### TASK GOAL:
From the line that contains "Locate the blue and" to the last line of the entries, write each line out exactly; include both ends and nothing else.
────
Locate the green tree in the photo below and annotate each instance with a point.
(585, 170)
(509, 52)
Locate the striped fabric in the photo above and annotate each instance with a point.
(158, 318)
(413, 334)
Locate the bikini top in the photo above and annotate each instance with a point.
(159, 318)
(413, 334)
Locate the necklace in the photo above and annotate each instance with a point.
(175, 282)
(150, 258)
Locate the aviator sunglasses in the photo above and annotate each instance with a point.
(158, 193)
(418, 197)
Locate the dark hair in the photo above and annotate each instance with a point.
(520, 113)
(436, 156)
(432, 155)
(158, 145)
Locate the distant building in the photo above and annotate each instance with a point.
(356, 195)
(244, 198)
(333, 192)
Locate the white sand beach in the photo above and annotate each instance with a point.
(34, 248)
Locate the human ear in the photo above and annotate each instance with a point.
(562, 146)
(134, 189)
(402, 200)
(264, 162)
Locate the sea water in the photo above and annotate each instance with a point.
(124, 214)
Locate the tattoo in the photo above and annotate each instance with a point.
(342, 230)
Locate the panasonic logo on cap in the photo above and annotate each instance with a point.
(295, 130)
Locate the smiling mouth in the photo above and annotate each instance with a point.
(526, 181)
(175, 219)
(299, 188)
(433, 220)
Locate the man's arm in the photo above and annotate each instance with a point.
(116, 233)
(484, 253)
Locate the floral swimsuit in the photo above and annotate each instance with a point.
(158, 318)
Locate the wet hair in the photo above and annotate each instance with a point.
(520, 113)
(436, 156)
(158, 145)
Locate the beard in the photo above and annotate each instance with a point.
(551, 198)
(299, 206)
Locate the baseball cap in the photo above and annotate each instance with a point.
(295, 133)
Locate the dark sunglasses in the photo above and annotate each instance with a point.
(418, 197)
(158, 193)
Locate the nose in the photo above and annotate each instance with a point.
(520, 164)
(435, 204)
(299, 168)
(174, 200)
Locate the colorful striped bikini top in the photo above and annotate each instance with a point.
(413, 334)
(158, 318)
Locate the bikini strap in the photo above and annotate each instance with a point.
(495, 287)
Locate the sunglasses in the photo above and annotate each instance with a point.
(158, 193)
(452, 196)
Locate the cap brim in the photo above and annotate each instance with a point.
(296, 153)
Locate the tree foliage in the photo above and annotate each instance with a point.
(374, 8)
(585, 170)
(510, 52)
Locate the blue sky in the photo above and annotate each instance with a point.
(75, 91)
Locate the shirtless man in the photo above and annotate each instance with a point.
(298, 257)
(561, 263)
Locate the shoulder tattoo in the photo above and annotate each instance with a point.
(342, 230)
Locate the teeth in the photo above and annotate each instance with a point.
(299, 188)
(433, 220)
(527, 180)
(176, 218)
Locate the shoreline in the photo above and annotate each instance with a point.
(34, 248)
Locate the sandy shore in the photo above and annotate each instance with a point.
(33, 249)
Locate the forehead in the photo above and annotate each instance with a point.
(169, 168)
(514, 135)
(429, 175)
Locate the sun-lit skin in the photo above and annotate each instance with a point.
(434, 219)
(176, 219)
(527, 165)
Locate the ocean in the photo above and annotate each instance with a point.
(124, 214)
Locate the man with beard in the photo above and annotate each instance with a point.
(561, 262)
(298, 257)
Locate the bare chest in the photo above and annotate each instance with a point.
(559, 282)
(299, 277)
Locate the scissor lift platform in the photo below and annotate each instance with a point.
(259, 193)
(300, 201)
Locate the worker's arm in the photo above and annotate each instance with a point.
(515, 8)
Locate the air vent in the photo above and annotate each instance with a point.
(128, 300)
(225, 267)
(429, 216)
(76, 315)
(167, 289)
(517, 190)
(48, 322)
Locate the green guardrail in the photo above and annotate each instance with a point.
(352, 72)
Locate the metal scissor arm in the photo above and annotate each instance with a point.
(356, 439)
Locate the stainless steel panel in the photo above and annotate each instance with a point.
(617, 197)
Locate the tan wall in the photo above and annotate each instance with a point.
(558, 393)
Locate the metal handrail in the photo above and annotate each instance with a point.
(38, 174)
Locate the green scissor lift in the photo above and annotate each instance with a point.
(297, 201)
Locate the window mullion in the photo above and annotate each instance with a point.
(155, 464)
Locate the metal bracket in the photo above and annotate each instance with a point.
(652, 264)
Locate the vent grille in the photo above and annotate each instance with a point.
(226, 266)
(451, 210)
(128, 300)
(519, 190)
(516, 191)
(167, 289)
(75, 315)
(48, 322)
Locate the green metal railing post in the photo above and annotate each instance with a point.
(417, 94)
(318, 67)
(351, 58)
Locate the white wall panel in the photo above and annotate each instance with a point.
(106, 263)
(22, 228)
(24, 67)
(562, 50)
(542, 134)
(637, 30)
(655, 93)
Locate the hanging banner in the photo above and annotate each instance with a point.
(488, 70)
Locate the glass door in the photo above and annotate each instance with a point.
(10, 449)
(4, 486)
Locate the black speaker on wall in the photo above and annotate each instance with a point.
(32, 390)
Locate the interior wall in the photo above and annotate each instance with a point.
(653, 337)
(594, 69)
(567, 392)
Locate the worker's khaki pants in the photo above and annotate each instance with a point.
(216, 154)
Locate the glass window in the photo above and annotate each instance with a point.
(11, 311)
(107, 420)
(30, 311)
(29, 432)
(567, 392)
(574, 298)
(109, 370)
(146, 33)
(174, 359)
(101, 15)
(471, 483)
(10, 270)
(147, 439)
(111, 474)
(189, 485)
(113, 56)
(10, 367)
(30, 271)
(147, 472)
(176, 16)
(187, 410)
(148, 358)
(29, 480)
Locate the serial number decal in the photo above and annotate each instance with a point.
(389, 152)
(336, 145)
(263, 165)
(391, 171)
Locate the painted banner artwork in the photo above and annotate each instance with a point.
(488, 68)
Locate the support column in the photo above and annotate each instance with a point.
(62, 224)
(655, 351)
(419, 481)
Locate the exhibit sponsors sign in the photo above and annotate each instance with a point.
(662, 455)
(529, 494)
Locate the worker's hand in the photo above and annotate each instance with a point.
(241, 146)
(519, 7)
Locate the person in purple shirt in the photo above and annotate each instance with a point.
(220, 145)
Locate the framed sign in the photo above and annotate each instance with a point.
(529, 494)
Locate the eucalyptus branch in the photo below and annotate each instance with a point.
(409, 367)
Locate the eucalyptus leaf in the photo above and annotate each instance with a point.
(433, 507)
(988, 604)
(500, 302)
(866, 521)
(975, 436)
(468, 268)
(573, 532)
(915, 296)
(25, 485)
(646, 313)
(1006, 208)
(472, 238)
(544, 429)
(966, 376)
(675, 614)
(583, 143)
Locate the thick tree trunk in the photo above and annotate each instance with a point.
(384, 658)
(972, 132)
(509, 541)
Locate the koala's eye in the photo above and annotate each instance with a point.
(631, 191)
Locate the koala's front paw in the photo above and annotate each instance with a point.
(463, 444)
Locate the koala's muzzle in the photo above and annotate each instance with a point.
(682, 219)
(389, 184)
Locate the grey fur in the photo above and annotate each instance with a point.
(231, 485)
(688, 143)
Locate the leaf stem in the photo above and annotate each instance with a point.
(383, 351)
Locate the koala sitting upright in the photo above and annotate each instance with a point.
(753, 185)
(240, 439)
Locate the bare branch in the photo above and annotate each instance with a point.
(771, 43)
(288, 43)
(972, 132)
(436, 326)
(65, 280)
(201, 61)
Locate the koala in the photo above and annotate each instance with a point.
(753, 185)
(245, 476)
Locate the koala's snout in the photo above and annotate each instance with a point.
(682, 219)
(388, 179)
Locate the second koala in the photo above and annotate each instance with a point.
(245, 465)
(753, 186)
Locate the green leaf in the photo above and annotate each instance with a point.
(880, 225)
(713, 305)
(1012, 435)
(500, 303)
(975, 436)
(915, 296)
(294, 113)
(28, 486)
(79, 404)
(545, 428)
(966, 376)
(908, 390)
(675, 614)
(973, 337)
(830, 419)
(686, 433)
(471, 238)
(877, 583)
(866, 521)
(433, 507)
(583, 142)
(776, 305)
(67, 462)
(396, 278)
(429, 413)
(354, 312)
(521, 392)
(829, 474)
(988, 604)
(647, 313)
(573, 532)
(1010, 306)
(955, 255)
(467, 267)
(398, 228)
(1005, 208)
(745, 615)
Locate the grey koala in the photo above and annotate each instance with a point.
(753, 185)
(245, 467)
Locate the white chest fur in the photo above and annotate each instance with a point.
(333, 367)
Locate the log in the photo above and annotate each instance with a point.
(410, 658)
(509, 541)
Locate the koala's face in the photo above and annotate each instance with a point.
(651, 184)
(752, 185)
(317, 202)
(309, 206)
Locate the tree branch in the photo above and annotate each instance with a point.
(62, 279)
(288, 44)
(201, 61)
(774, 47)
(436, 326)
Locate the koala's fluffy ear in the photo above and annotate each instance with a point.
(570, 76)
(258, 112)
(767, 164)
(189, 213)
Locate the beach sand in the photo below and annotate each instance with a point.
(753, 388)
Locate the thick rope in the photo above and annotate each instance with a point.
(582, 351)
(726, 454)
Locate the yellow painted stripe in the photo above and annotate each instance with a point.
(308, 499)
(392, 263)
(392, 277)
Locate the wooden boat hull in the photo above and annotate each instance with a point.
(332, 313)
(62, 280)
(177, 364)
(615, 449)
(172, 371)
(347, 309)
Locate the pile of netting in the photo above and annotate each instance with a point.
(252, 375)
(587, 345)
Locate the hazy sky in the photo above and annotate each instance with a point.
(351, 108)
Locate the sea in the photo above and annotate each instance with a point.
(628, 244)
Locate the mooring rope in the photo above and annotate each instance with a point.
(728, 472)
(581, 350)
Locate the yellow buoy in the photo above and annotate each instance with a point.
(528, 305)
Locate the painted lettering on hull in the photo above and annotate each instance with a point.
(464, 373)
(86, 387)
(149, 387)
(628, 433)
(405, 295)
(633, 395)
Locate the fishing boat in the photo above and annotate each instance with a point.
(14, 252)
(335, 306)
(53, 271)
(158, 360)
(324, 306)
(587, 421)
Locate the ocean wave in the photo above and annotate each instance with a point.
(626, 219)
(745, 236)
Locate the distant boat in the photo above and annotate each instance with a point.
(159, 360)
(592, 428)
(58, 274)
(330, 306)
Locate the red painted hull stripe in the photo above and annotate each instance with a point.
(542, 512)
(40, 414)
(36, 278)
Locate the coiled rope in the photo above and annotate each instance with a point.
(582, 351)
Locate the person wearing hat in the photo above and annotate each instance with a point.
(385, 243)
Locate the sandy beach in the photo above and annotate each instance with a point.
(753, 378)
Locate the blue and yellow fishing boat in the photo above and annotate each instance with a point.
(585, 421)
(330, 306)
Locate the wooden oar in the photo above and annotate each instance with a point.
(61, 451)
────
### WRITTEN RESPONSE:
Locate the blue and yellow fishing boat in the photo above and annotate each instance with a point.
(585, 421)
(330, 306)
Locate the wooden oar in the photo above and annotate each instance with a point.
(61, 451)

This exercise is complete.